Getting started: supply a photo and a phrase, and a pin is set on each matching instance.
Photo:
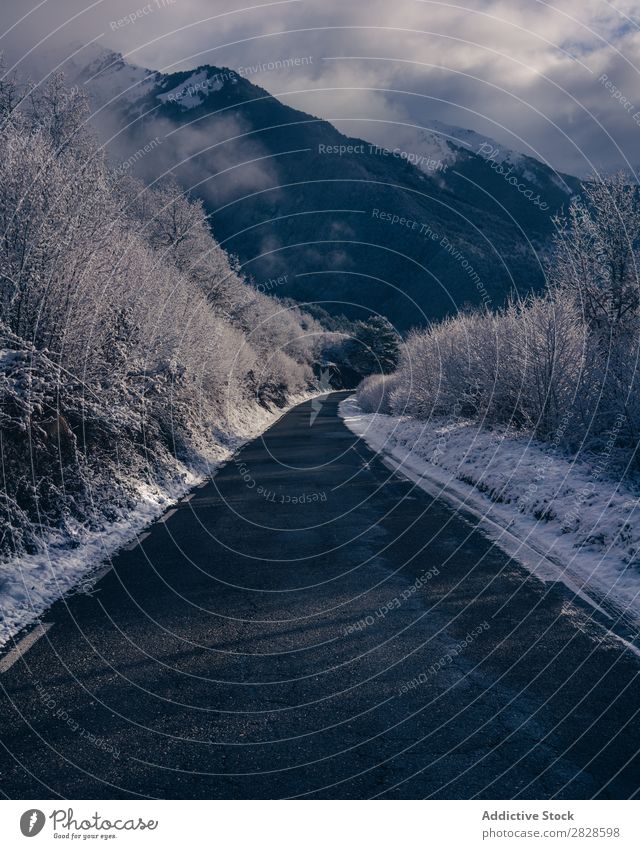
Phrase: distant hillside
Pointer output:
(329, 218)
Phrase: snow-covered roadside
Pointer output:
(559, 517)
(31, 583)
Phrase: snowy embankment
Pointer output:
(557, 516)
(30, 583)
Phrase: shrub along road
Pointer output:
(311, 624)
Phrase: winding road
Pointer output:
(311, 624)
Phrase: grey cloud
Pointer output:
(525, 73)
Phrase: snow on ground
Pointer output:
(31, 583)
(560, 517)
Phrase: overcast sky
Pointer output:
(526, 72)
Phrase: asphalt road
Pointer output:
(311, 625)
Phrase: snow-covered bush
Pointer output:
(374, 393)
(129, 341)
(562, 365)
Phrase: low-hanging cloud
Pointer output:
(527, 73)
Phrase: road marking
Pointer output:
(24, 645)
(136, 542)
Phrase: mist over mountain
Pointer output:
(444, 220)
########
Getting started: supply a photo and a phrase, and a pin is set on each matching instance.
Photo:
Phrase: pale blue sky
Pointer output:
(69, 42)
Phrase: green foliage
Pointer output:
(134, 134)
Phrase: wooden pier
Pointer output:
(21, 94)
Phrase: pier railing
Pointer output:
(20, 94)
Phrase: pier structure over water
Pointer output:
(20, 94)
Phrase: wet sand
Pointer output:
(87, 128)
########
EXERCISE OBJECTIVE:
For every line above that holds the word "cloud", report the whole line.

WRITTEN ANSWER:
Phrase: grey cloud
Phrase: low-hanging cloud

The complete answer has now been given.